**Description of the task:**
Return the lines from the line containing "Find the taupe" onward. Each must match exactly, and the last line of the listing below must be included.

**Data section:**
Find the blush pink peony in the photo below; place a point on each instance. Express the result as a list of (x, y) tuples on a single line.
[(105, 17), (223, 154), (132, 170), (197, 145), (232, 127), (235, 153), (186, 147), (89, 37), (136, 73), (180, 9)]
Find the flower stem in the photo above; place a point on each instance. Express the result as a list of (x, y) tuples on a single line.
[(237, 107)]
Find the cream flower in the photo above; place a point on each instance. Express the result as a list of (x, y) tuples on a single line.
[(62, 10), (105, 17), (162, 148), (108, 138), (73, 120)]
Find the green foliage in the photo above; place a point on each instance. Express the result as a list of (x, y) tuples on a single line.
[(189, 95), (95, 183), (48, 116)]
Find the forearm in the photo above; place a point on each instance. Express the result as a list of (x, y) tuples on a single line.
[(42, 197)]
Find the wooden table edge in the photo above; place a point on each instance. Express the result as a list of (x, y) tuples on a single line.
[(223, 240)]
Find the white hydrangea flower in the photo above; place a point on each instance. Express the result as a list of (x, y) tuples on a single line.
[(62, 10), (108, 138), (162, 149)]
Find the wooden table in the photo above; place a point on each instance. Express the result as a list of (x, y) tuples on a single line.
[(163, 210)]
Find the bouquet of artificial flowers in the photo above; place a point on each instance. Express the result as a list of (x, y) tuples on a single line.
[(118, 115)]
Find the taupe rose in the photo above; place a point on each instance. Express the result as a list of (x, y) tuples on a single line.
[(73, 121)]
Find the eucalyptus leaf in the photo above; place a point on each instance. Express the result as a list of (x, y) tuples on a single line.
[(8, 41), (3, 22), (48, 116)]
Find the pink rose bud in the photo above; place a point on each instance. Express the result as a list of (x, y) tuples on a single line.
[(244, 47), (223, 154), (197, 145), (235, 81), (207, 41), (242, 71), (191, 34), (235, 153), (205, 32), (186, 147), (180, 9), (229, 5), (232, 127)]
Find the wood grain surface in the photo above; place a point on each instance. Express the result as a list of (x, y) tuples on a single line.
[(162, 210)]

**Completed task:**
Find the taupe rose in the photo above; place a point on each instance. Express the result as a list of (x, y) tuples on a single line.
[(73, 121)]
Find the eucalyptus leaf in the photo above; place a point on each instance. Express the result as a list of (x, y) tuples on a single line.
[(8, 41), (3, 22), (48, 116)]
Find the pink rose bud in the photo above; place a point on each instance. Express the result as a list of (x, y) tuples on a single line.
[(244, 47), (223, 154), (197, 145), (235, 81), (207, 41), (242, 71), (191, 34), (235, 153), (205, 32), (186, 147), (180, 9), (229, 5), (232, 127)]
Find the wood grain surface in the photo above; place a point on each instance. Express the result as a list of (x, y) tuples on a single line.
[(162, 210)]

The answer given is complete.